◆ TEXTO PROPORCIONADO ◆
•••••

LUISAS Y LUISES
ELIAS PINO ITURRIETA
EL NACIONAL
En 1857, aparte de las primeras fotografías del paisaje venezolano, un polaco llamado Pal Rosti dejó un curioso relato de su paso por Venezuela, Memorias de un viaje por América,
repleto de pormenores sobre las costumbres locales. No solo salía con
la carga que necesitaba para captar imágenes pioneras, sino también con
una libreta en la que anotaba las cosas que llamaban su atención. A la
hora de ponerse a escribir se detuvo en la influencia que ejercía la
esposa del presidente de la República, José Tadeo Monagas, pues le
pareció especialmente exagerada. Gracias al temor que provocaba la
mención de su nombre, aseguró Rosti, la primera dama logró adquirir una
fortuna que llegó a sumar 20.000 dólares acumulados en la gestión de
bonos de la deuda pública. Si un gestor decía las palabras mágicas –“Es
de orden de doña Luisa”– la señora se ganaba unos centavos.
Las memorias de Núñez de Cáceres abundan en noticias de esta
ralea, propias de la especie de monarquía campestre que fundaron los
hermanitos José Tadeo y José Gregorio. Establecieron un predominio de la
parentela que logró continuidad a través de la influencia de los
vástagos de los dos ilustres personajes, José Ruperto y Domingo, que
dieron faena a la República aún después de la devastación de la Guerra
Federal hasta el extremo de lograr que se dividiera la sociedad en
facciones de “ruperteños” y “domingueros”, motes que remiten a un estado
de postración de principios cívicos que ha sido difícil de superar.

•••••

◆ ÍTEMS PROPORCIONADOS ◆
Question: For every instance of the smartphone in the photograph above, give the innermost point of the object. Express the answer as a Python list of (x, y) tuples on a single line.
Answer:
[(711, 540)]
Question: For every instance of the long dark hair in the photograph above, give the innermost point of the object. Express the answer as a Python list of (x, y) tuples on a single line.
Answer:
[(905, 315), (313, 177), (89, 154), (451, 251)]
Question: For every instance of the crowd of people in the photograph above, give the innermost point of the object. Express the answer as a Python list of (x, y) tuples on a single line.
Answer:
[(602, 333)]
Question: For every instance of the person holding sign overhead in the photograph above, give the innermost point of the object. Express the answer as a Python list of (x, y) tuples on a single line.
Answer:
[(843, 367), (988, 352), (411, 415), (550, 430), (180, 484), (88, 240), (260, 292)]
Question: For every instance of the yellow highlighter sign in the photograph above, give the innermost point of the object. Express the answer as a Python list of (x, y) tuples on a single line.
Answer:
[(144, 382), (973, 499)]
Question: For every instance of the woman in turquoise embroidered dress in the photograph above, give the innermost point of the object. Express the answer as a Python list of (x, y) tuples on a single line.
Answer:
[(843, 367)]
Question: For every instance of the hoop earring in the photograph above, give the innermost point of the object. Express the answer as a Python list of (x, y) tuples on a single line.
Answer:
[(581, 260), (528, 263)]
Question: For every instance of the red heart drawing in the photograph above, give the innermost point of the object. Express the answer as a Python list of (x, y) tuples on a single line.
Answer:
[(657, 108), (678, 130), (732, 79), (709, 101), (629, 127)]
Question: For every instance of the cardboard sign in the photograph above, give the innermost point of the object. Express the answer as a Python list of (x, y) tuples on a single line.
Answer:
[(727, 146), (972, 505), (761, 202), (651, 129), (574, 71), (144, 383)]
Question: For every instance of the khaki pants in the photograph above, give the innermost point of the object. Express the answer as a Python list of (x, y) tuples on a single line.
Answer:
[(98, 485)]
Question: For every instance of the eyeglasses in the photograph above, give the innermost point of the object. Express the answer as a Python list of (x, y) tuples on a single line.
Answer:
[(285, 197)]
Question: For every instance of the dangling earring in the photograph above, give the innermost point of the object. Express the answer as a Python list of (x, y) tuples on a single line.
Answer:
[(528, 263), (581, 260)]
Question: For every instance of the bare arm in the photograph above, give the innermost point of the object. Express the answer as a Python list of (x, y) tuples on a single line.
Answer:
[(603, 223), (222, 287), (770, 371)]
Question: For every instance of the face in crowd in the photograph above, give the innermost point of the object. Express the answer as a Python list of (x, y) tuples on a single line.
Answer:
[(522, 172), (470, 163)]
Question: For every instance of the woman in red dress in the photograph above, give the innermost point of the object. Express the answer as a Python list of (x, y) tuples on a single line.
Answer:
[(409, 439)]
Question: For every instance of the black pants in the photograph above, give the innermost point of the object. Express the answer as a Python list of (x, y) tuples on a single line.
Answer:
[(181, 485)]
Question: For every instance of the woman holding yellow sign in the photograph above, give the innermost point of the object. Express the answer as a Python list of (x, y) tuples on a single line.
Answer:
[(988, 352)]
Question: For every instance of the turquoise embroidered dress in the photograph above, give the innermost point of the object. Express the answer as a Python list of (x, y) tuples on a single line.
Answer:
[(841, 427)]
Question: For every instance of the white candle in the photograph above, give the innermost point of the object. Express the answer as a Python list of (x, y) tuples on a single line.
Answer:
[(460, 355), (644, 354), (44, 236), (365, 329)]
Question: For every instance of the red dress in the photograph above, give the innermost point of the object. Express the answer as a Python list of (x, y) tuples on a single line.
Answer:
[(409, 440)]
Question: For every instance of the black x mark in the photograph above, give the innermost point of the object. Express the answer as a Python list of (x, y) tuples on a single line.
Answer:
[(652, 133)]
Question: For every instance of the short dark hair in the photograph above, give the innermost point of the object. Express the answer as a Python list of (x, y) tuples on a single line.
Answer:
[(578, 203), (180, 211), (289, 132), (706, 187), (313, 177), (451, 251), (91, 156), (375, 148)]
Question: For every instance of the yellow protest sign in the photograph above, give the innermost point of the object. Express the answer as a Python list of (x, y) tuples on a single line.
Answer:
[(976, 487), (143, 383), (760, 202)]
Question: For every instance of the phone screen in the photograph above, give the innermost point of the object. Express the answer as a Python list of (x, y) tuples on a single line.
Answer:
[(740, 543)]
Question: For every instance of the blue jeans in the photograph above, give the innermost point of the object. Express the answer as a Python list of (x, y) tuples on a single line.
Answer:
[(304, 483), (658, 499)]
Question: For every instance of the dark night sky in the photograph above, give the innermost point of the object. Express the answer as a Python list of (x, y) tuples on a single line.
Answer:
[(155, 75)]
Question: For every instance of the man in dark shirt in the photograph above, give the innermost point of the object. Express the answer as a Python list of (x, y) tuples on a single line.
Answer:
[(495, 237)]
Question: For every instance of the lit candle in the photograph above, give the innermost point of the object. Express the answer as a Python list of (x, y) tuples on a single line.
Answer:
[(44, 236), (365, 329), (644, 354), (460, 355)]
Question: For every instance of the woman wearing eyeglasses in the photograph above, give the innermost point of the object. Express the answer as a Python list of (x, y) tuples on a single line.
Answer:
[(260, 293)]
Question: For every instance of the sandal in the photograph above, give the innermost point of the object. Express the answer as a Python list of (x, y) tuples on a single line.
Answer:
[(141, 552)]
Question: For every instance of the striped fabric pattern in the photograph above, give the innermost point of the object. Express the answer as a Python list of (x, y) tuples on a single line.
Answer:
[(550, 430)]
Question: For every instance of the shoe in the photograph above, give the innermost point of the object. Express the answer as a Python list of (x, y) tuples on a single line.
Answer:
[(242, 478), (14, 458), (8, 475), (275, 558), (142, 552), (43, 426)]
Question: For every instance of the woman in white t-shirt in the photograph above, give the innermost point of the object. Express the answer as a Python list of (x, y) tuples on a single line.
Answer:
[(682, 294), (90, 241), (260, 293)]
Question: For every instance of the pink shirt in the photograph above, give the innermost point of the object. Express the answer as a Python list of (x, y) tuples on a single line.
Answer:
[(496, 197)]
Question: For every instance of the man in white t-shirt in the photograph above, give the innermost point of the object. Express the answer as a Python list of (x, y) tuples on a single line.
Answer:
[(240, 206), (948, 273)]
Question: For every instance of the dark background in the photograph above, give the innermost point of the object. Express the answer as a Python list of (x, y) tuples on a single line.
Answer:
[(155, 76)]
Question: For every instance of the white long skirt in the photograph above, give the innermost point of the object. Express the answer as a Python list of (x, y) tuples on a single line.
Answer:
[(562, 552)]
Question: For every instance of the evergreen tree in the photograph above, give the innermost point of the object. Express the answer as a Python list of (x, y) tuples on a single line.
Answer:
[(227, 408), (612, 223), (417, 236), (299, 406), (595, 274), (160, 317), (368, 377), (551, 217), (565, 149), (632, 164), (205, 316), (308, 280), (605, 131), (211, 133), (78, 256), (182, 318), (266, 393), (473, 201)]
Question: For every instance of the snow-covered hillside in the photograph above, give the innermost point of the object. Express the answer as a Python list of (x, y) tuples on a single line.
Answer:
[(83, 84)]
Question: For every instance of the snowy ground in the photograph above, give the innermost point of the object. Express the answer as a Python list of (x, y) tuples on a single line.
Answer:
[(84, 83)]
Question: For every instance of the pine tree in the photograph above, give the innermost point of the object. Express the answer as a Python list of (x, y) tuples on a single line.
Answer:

•••••

◆ TAREA 1 ◆
Indica si cada afirmación coincide con el texto proporcionado. Responde sí o no y cita las palabras del texto que lo deciden: (a) Pal Rosti era polaco. (b) La fortuna de la primera dama llegó a sumar 50.000 dólares. (c) Los vástagos de los dos hermanos se llamaban José Ruperto y Domingo.
◆ TAREA 2 ◆
Según el texto proporcionado, ¿qué palabras decía un gestor para que la señora se ganara unos centavos?
◆ TAREA 3 ◆
Por favor, enumera todas las personas que se nombran en los dos párrafos del texto proporcionado que comienzan con «En 1857» y «Las memorias». Anota cada una solo una vez.
Los ítems no tienen ningún papel aquí.

◆ SOLUCIÓN 1 ◆
(a) Sí: «un polaco llamado Pal Rosti».
(b) No: «una fortuna que llegó a sumar 20.000 dólares».
(c) Sí: «los vástagos de los dos ilustres personajes, José Ruperto y Domingo».

◆ SOLUCIÓN 2 ◆
«Es de orden de doña Luisa».

◆ SOLUCIÓN 3 ◆
Pal Rosti, José Tadeo Monagas, doña Luisa, Núñez de Cáceres, José Gregorio, José Ruperto, Domingo.